=== ИСХОДНЫЙ ОТРЫВОК ===
▬▬▬▬▬▬▬▬▬▬

Страница 84 из 88
Таврический сад видел за своей оградой процессии евреев, мусульман, буддистов, рабочих, работниц, учителей и учительниц, молодых подмастерьев, сирот, глухонемых, акушерок. Была даже манифестация проституток.. О, Толстой! Как продолжил бы он "Воскресение"?
Сегодня инвалиды войны, в количестве многих тысяч, будут протестовать против пацифистских теорий Совета. Впереди военный оркестр. В первом ряду развеваются алые знамена с надписями: "Война за свободу до последнего издыхания!" или: "Слава павшим! Да не будет их гибель напрасной!" или еще: "Посмотрите на наши раны. Они требуют победы!" или, наконец: "Пацифисты позорят Россию. Долой Ленина!".
Зрелище героическое и жалкое.
Самые здоровые раненые тащатся медленно, кое-как размещенные шеренгами, большинство перенесли ампутацию. Самые слабые, обвитые перевязками, рассажены в повозках. Сестры Красного Креста ведут слепых.
Эта скорбная рать как бы резюмирует весь ужас, все увечья и пытки, какие может вынести человеческая плоть. Ее встречают религиозной сосредоточенностью, перед ней обнажаются головы, глаза наполняются слезами; женщина в трауре, рыдая, падает на колени.
На углу Литейного проспекта, где толпа гуще и рабочий элемент многочисленнее, раздаются аплодисменты.
Увы! я очень боюсь, что не один из этих зрителей, которые только что аплодировали, устроит сегодня вечером овацию Ленину. Русский народ аплодирует всякому зрелищу, каков бы ни был его смысл, если только он волнует его чувствительность и воображение.
Понедельник, 30 апреля.
Анархия поднимается и разливается с неукротимой силой прилива в равноденствии.
В армии исчезла какая бы то ни было дисциплина. Офицеров повсюду оскорбляют, издеваются над ними, а если они сопротивляются, их убивают. Исчисляют более чем в 1200000 человек количество дезертиров, рассыпавшихся по России, загромождающих вокзалы, берущих с бою вагоны, останавливающих поезда, парализующих, таким образом, весь военный и гражданский транспорт. В особенности неистовствуют они на узловых станциях. Прибывает поезд: они заставляют пассажиров выйти, занимают их места и заставляют начальника станции пускать поезд в том направлении, в котором им угодно ехать. Иной раз это - поезд, наполненный солдатами, отправляемыми на фронт. На какой-нибудь станции солдаты выходят, организуют митинг, контр-митинг, совещаются час-два, затем в конце концов, требуют, чтобы их везли обратно к месту отправления.
В администрации - такой же беспорядок. Начальники потеряли всякий авторитет в глазах своих служащих, которые, впрочем, большую часть своего времени заняты словоизвержением в советах или манифестациями на улицах.
Полиции, бывшей главной, если не единственной, скрепой этой огромной страны, нигде больше нет, ибо "красная гвардия", род муниципальной милиции, организованной в некоторых больших городах, - сборище деклассированных и апашей. И так как все тюрьмы были отворены, чудо, что не регистрируют больше насилий над личностью и собственностью.

▬▬▬▬▬▬▬▬▬▬

=== РАЗДЕЛ ДАННЫХ ===
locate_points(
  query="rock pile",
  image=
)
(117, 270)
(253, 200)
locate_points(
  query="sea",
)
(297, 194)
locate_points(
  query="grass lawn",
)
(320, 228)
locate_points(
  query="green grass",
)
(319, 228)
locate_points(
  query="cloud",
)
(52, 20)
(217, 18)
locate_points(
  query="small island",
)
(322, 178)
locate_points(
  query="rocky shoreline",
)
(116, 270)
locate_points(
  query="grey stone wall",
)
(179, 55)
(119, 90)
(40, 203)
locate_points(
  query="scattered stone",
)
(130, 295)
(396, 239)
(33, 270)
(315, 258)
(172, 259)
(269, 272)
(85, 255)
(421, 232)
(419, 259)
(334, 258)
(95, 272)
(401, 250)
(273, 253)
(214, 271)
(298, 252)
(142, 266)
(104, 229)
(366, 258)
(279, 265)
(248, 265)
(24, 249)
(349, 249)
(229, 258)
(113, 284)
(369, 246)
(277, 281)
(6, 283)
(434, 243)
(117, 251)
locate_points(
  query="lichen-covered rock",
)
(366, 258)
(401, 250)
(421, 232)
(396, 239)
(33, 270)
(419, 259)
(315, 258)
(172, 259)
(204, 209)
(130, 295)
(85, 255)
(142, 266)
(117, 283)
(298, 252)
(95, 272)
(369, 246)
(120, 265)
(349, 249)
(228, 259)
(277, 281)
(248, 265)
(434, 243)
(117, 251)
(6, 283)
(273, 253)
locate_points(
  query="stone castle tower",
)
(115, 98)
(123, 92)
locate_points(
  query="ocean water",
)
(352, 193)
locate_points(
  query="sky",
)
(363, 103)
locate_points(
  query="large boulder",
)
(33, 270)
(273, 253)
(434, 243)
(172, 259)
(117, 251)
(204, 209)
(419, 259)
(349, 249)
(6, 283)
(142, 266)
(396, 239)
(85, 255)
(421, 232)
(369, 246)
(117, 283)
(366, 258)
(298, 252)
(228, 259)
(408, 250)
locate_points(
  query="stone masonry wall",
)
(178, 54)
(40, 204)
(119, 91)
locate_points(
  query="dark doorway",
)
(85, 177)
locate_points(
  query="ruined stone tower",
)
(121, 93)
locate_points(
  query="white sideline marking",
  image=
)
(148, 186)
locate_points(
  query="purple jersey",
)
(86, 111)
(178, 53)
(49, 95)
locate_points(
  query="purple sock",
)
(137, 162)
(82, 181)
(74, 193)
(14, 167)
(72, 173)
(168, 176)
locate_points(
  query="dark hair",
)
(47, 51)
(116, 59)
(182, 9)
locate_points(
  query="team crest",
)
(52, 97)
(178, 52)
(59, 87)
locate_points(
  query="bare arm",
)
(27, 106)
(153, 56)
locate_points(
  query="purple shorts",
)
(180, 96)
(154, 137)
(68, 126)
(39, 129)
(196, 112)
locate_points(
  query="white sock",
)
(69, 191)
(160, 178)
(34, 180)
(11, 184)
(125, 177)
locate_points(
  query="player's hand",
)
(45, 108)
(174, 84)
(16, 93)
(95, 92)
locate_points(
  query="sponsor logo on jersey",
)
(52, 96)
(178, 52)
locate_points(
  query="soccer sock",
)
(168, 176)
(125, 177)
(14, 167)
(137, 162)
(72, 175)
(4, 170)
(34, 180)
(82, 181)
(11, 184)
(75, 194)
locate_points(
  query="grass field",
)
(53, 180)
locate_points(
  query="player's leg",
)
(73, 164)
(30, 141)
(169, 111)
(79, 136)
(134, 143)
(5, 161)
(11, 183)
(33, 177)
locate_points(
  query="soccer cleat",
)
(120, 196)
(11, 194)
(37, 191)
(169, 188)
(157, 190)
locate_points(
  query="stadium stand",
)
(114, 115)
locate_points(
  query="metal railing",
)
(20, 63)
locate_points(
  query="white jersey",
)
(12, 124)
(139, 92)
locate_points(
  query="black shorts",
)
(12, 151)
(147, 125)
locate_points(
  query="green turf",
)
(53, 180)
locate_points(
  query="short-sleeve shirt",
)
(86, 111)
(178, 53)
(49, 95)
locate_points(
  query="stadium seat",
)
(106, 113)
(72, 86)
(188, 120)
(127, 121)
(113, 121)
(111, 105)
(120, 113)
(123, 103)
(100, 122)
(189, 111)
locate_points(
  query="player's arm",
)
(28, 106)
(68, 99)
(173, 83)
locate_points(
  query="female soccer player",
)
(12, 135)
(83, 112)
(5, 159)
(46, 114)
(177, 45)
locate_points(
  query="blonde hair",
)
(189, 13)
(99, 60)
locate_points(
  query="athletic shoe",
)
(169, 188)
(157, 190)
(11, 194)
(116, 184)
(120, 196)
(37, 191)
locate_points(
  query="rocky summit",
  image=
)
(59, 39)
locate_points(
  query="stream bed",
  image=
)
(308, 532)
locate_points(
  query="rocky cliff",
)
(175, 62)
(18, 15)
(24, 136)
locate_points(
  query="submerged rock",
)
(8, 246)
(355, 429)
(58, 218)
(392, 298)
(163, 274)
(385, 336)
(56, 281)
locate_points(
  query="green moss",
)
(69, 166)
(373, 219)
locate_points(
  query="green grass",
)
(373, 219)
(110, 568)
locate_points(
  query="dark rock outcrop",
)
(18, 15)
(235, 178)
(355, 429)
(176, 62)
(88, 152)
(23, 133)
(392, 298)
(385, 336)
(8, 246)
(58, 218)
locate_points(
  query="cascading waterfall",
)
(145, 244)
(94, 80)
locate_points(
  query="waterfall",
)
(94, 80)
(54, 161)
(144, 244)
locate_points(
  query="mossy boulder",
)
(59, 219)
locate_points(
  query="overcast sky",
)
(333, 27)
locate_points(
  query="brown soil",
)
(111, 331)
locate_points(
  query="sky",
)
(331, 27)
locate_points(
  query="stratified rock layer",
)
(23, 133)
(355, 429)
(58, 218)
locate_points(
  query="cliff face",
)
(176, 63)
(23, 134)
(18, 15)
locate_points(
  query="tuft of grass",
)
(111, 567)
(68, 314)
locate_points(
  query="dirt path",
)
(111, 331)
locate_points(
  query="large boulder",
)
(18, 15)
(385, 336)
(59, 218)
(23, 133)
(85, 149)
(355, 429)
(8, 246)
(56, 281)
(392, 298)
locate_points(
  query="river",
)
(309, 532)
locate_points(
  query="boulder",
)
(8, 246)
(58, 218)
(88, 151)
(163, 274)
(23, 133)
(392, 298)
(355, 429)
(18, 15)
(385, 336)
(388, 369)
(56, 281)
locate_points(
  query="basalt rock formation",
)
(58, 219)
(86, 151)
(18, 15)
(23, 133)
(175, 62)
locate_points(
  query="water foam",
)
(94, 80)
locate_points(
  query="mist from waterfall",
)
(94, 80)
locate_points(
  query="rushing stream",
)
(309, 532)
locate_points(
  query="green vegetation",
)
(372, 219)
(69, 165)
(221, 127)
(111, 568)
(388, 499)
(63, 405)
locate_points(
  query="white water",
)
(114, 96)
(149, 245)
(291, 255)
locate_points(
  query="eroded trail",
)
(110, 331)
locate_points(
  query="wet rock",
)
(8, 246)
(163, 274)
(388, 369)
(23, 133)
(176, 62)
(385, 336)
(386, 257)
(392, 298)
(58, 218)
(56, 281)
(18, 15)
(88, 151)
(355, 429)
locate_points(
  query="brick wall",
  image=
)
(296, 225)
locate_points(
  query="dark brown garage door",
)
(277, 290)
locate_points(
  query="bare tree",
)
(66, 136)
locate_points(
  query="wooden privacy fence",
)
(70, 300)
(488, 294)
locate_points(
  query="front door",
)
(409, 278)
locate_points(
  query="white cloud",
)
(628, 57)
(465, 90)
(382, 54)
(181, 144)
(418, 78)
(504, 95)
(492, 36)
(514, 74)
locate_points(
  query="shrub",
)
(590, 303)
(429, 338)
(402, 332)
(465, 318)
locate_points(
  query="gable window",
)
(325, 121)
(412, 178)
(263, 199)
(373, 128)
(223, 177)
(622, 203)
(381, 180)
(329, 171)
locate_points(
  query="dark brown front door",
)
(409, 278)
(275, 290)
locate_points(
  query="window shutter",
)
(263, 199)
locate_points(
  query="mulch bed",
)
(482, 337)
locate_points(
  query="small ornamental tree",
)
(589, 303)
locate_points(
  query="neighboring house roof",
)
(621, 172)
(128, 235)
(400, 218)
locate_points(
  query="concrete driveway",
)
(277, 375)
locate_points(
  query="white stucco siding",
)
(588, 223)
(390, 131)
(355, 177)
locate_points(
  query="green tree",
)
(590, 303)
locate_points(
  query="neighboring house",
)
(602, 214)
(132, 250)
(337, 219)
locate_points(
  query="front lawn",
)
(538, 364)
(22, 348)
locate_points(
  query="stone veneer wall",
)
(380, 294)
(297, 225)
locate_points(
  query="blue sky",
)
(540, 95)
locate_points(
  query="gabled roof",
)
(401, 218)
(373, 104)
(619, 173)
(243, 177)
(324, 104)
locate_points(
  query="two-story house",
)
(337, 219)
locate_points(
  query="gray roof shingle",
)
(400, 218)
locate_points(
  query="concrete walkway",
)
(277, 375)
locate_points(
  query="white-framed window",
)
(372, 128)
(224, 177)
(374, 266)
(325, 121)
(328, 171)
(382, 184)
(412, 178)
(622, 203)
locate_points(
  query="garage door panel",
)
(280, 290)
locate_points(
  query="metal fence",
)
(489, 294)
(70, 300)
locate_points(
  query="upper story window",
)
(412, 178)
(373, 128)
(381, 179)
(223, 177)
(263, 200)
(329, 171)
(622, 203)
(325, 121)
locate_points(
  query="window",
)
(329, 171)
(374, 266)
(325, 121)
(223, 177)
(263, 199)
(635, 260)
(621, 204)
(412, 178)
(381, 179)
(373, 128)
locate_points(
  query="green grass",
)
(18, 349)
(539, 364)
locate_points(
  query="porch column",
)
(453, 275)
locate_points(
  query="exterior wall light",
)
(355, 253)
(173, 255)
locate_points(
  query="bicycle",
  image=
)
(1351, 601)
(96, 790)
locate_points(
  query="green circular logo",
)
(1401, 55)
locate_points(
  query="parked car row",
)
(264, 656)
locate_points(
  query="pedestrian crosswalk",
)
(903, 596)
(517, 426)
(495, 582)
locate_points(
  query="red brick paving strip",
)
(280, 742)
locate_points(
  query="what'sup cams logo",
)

▬▬▬▬▬▬▬▬▬▬

=== ЧТО НУЖНО СДЕЛАТЬ ===
Проверьте, соответствуют ли отрывку три утверждения ниже. Для каждого ответьте «да» или «нет» и дословно процитируйте слова отрывка, которые это решают.
1. Впереди шествия инвалидов войны шел военный оркестр.
2. Число дезертиров оценивается менее чем в миллион человек.
3. На углу Литейного проспекта шествие встретили молчанием.

=== ПОЛНЫЙ ОТВЕТ ===
1. Да: «Впереди военный оркестр».
2. Нет: «Исчисляют более чем в 1200000 человек количество дезертиров».
3. Нет: «На углу Литейного проспекта, где толпа гуще и рабочий элемент многочисленнее, раздаются аплодисменты».